→ WORK TO COMPLETE:
Continue the forum thread on whether a small cabinet shop should buy a CNC machine, picking up right after its last sentence.
TEXT FOR ANALYSIS Block Start
I can cut out, dado and drill an entire job in approximately 10 hours, depending on size of job. My second guy can cut and assemble face frames for the average job in a couple of days. My wife (our 3rd person) can dovetail the average job in about 3 days, also depending on how many drawers.

My big clog in most jobs is after installation, time spent trimming out jobs on site, touch ups, etc… Applying finish is also a bit time consuming. Building doors another labor/time hog. Most of our jobs can be built and out the door inside of 5 - 6 days.

So I have also wondered how in our case the CNC would benefit us. I know the spenditure is 15,000 to 20,000 for a Bot, and upwards to maybe around 50,000 or higher for other CNC brands that would work for us. After much thought I believe a CNC would benefit us by:
1. cutting cabinet parts (all straight cuts)
2. Line bore shelf holes
3. dovetail drawer parts
4. slightly more accurate then I am (but I am fairly accurate)
5. Then obviously the rare curves we cut in our trade. In the past we have built 16' curved receptionist desk.
6. Certainly repeatable cuts, our current job is for a laboratory, and we are building shelving units 6' X 6' with shelves adjustable every 4". That job would have been great for a CNC. But then again, if we actually cut the job out too quick I might be faced with laying off my one good guy, and good help is hard to find. 

So, my goal as we grow, maybe to the point where we do around 3-4 customers per month, will be to add a CNC. But the amount of customers we service will have to justify the CNC, which it does not at this time.


----------



## dannelson (Nov 28, 2011)

Jerry have you seen the bot for sale on the LJ forum ? cnc is not the answer for all .your times are not that bad for a complete kitchen. I average 17 minutes a sheet ,cut out, blind dado, toe kicks, strechers, shelf pins, pocket holes, dado for backs ,pilot holes for slides. on a 20 sheet kitchen its a little over 5.5 hrs including cabinet backs. I set up my cnc to dovetail the drawers on the end of the machine much like a leigh jig another 10 minutes per box cutting time . face frames very as per job . and I outsource my doors. cnc has allowed me not to get bigger but smarter as to how to compete with less labor cost and a higher profit margin. and we cut alot of other stuff besides just cabinets Dan Nelson


----------



## tyskkvinna (Mar 23, 2010)

Jerry - I don't think a CNC is what you'd want, at least not with the benefits you listed. You would be severely under-using the machine and I think it'd take a long time to make it worth the money.
TEXT FOR ANALYSIS Block End
PROVIDED INFORMATION Block Start
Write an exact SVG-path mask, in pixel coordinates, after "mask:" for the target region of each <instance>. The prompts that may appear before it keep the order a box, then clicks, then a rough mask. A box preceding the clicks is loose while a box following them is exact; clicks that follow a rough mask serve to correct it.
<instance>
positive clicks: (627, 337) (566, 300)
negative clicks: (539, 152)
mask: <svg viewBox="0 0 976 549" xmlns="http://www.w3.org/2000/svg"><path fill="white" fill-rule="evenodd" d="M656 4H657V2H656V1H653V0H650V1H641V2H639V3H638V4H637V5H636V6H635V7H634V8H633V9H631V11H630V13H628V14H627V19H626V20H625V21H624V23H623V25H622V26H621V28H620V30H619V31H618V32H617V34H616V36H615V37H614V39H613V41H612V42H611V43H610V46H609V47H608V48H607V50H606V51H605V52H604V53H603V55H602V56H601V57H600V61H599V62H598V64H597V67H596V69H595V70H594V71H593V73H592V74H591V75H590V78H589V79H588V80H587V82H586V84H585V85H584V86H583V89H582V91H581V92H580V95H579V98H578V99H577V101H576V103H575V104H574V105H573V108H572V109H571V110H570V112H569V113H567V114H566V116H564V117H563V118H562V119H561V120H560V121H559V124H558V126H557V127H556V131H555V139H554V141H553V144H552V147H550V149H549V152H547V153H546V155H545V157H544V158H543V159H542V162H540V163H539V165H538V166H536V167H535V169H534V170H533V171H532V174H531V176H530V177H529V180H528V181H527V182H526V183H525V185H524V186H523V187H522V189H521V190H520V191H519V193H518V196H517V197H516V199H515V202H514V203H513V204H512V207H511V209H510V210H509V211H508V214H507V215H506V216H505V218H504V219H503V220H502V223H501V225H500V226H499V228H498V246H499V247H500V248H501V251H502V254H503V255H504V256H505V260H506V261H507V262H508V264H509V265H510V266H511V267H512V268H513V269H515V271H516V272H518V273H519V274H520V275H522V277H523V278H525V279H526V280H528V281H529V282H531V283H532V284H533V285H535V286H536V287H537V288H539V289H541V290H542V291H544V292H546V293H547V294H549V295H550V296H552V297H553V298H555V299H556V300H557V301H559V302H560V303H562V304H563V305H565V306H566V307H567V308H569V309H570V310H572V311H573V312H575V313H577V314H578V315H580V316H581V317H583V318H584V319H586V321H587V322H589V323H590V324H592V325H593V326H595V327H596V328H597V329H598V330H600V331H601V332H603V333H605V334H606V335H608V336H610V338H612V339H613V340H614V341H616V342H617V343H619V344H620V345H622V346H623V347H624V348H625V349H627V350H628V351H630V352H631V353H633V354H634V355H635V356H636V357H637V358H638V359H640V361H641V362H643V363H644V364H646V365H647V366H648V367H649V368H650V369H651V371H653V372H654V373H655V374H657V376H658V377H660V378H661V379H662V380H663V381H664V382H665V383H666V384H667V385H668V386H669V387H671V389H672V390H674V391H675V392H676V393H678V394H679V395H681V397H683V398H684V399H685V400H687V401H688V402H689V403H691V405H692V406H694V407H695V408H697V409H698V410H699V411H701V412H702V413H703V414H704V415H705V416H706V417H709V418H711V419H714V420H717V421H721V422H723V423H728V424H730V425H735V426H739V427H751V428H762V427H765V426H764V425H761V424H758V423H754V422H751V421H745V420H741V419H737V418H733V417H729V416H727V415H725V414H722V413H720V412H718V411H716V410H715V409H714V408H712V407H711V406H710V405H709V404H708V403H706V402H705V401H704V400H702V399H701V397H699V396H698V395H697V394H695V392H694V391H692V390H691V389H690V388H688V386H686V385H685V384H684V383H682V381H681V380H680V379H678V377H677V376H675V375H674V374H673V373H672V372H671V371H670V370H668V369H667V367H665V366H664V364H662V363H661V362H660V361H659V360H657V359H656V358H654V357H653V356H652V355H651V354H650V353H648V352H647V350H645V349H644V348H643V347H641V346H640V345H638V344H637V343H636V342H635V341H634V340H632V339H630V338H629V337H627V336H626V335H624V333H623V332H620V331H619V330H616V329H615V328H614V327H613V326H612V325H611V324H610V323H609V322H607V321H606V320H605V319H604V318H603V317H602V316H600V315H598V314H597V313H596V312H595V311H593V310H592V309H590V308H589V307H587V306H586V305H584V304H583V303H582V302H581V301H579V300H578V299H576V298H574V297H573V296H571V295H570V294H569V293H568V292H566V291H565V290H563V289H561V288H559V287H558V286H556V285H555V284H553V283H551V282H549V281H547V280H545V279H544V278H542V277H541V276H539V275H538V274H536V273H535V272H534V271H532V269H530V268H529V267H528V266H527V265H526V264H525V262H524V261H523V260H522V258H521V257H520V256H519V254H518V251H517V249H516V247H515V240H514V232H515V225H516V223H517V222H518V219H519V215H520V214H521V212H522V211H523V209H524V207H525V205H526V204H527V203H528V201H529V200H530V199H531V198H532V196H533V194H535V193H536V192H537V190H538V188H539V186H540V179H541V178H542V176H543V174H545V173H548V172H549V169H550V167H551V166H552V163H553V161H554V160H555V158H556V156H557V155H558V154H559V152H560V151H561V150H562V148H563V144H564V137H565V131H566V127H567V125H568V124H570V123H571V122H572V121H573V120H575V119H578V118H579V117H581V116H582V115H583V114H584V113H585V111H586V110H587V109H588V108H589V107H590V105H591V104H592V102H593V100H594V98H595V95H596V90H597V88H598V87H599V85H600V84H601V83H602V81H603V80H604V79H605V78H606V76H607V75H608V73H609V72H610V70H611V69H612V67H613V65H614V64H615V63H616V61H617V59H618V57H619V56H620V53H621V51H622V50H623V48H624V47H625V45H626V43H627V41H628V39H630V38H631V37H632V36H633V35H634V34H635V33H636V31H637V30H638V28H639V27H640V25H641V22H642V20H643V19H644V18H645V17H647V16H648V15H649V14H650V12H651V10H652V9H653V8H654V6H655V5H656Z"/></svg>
PROVIDED INFORMATION Block End
→ RESPONSE TO THIS TASK:
Now, if you expanded what you did and branched it out - more extravagant cabinet shapes, for example. Carved cabinetry or historical matching, that kind of thing.


----------



## SteveMI (May 19, 2009)

CNC shine when you need to make precision items and especially when you need to make a number of them. There is software out there that you just put the sheet goods on the CNC table and it can make all the carcass parts for a cabinet job.

One thing you need to understand is the "mindset" mentioned above. Remember that you are doing all your cutting with a rotary tool from one side of the material. Ideally you should be able to flip and cut features in the other side in perfect alignment, but that is a whole new ball game. Holding the material down whether vacuum, screws or hold down fixtures is one of the things that drive most CNC users nuts.

Earlier you said the real time problem you have is on-site and the CNC won't help there unless the on-site labor is due to slightly off spec material from the shop.

I've had a smaller CNC for over 4 years and have found that many times it isn't the best tool. Sometimes a simple router, the table saw or drill press can accomplish the task without the necessary setup. Many times I have designed the initial product in CAD, cut it with the CNC, refined the design and then used the normal shop equipment to make more.

If you intend to use the commercial cabinet software, that is fine. If you plan to make custom designs, then you need a CAD person on the payroll who understands what is needed to convert that to CNC friendly work.

Steve.


----------



## fge (Sep 8, 2008)

Thanks Steve, Lis and Dan for the input.

Cutting out a 20 sheet kitchen in 5 hours is pretty tempting 

I geuss I can cut out the average kitchen in about 1 or 2 days, considering kitchens can range from 10 sheets to around close to 30 sheets on some larger jobs.

I have thought of the math involved. We only have one guy that we pay full time at this time. But let us say that a pay scale might be between 8.00 to maybe 16.00 per hour depending on different parts of the country. That could be any where from 1280.00 to 2560.00 per month for just one guy. Let's say one guy at 1800 +/- and if the CNC could take that guy's place, then there could be a significant savings.

But, there are so many things I or we do that really requires that extra help, such as on the job site. This past week as an example, we had some unconvential (stuff we rarely get into) work I needed to complete which was a minor overhaul of a RV camper. We demo 2 walls, removed water rot damage and rebuilt the walls. Removed flooring and rebuilt. We re sealed roof. We are welding a pole barn roof over the RV. Now we are building some minimal cabinets for the RV camper that is very simple. We did some plumbing, some minor electrical, getting ready to do some welding, etc… During the week I also needed to meet with 4 different customers (sales/planning/customer service), I had to make trips to the lumber yard / hardware. Without the guy who works with us it would have been very difficult to do this.

Then in the past month, the guy who works for us repaired our AC in the work truck. He removed the compressor clutch and cleaned it and made some adjustment that corrected whatever issue that caused the AC compressor to never engage. Personally I was just going to replace the AC compressor for 250.00 + as I did not know the clutch could have been repaired as it was. Then this past week he greased the chassis when we first heard squeeking in the ball joints, no more squeek.

And I know it probably sounds as if I am really bragging on the guy who works for me, and I am, but he is very good and good at a variety of tasks to include cabinet building. He came to us with no cabinet maker experience and just eager to learn and has learned quick. But these are some of the things I consider as I consider all of the pluses and negatives between paying labor versus CNC.


----------



## Doss (Mar 14, 2012)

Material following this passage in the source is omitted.